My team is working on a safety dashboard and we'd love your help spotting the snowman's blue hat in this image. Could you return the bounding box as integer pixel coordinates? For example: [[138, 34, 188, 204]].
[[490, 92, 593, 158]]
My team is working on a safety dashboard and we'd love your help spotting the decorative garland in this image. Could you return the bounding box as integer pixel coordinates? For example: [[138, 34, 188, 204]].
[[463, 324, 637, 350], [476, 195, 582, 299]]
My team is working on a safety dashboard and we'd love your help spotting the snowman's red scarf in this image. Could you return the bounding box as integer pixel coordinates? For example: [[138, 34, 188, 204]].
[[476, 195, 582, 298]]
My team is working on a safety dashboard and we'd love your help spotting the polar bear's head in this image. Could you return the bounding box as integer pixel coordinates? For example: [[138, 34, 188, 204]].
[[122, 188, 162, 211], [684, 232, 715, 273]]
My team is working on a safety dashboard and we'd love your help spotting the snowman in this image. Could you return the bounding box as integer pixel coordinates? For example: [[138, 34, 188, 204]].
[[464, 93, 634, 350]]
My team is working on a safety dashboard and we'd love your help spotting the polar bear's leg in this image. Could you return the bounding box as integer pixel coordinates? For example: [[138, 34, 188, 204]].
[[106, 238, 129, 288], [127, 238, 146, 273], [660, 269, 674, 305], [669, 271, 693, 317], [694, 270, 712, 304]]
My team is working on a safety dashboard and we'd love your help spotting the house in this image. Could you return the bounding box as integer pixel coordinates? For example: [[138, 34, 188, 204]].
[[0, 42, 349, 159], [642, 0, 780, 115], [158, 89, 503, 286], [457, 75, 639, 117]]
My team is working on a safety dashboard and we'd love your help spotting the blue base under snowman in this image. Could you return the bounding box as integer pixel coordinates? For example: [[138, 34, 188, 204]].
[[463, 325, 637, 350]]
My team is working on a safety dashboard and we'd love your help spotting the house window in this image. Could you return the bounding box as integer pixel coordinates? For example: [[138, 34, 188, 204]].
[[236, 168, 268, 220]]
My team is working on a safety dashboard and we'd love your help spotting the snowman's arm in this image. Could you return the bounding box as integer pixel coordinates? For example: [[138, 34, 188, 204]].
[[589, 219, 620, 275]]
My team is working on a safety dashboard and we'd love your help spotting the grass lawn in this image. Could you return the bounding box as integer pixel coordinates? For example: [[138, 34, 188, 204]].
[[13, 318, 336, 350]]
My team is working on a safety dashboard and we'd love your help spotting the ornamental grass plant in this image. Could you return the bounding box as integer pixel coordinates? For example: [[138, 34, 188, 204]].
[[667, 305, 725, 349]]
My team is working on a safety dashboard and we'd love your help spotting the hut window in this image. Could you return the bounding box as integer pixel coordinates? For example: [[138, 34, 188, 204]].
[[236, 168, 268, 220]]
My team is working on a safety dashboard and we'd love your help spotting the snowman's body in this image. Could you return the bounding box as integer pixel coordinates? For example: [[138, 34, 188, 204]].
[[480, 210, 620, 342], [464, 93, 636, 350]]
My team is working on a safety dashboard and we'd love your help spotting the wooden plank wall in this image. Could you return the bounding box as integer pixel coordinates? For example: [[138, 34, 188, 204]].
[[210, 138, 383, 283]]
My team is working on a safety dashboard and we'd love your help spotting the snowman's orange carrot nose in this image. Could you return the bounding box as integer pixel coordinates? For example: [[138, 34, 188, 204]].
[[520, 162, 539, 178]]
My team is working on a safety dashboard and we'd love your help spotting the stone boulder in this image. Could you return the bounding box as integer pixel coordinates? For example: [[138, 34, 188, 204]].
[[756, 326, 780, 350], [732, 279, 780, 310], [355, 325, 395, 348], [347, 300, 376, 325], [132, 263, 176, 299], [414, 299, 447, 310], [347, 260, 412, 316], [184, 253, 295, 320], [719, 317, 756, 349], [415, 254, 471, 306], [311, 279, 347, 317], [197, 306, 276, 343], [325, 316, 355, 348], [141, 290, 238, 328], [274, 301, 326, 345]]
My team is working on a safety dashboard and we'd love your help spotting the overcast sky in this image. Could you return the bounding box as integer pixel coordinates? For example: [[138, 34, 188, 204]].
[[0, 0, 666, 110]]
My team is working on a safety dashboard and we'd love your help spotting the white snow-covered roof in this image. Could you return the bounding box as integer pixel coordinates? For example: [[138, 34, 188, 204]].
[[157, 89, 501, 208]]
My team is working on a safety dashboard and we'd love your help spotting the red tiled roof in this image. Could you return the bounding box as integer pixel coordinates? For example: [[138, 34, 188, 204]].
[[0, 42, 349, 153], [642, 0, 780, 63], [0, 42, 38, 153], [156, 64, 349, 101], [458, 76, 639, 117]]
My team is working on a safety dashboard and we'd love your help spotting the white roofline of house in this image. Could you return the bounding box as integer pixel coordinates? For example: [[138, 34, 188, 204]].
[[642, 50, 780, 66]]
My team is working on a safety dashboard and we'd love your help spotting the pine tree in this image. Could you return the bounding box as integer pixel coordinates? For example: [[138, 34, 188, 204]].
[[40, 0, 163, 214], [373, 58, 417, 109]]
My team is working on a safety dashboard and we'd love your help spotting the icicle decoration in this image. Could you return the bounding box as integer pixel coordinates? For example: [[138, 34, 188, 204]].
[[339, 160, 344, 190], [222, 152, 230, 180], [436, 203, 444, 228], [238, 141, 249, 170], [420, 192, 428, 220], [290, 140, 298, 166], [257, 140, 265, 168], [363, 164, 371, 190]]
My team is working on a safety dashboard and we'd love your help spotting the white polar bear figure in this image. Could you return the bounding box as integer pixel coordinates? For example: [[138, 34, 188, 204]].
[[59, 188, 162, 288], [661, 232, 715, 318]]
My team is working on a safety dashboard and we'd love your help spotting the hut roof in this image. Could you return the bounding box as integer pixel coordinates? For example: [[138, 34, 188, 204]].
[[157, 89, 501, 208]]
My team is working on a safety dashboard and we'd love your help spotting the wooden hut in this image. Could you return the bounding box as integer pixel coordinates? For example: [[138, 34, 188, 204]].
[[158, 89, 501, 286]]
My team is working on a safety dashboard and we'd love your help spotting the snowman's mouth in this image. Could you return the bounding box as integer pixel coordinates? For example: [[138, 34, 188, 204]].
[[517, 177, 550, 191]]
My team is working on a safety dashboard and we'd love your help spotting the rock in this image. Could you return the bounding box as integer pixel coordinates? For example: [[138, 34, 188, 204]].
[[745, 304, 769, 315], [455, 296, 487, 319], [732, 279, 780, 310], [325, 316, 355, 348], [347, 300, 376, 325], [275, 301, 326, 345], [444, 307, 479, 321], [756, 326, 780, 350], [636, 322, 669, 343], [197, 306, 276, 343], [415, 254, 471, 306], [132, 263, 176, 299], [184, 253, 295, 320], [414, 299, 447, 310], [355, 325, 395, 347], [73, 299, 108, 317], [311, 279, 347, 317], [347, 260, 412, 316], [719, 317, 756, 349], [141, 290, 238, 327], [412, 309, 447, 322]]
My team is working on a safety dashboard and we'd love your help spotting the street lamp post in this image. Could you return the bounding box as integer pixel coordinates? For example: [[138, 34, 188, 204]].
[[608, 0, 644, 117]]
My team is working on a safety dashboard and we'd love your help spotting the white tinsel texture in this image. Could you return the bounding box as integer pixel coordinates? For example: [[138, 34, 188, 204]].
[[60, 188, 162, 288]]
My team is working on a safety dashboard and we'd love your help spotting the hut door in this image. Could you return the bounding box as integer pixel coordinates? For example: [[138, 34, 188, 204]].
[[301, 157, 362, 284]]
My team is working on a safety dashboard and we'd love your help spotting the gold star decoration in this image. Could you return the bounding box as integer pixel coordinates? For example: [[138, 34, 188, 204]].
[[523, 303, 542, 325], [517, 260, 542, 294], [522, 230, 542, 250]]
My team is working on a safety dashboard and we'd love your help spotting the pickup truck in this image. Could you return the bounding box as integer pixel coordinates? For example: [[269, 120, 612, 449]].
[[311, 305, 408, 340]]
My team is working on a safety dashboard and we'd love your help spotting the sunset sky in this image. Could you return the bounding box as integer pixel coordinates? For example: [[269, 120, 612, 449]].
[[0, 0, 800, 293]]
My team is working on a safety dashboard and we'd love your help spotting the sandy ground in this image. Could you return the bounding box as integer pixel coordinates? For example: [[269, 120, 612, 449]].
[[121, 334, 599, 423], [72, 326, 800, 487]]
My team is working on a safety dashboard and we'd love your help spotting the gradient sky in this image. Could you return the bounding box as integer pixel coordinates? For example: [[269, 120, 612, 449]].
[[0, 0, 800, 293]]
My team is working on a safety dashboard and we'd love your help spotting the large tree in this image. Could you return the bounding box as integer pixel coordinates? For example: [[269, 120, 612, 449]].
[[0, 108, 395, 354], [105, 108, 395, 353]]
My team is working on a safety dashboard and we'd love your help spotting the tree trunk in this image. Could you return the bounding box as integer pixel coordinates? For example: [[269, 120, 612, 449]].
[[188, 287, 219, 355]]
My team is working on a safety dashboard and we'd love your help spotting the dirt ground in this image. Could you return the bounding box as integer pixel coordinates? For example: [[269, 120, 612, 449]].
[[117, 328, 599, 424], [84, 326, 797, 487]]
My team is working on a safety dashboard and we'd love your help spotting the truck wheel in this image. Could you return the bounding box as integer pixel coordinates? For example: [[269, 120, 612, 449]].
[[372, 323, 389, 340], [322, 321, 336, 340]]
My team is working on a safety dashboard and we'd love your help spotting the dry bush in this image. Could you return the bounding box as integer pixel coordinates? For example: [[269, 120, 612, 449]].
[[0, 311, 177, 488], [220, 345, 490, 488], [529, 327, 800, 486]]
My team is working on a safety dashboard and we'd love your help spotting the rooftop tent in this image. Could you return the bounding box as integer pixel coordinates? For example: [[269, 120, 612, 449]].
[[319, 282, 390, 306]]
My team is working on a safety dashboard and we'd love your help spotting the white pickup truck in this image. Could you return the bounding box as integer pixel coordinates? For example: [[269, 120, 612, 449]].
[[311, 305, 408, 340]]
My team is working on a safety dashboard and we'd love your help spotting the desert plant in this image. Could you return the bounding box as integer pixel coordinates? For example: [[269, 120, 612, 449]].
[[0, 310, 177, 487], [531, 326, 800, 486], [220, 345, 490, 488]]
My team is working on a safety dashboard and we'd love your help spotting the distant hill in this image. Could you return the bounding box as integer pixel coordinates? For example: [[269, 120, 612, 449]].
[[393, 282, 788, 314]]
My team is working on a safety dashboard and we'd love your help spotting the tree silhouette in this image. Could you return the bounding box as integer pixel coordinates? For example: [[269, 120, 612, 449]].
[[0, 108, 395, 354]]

****************************************

Task details -
Convert the stretch from the start of the records through the line containing "[[476, 195, 582, 298]]" into a Markdown table with the columns Row and Text. Give each non-blank line its own row with a row number, and omit blank lines.

Problem solution -
| Row | Text |
|---|---|
| 1 | My team is working on a safety dashboard and we'd love your help spotting the snowman's blue hat in this image. Could you return the bounding box as integer pixel coordinates? For example: [[138, 34, 188, 204]]. |
| 2 | [[490, 92, 593, 158]] |
| 3 | My team is working on a safety dashboard and we'd love your help spotting the decorative garland in this image. Could you return the bounding box as integer pixel coordinates? For example: [[138, 34, 188, 204]]. |
| 4 | [[463, 324, 637, 350], [476, 195, 582, 299]] |
| 5 | My team is working on a safety dashboard and we'd love your help spotting the snowman's red scarf in this image. Could you return the bounding box as integer pixel coordinates? For example: [[138, 34, 188, 204]]. |
| 6 | [[476, 195, 582, 298]] |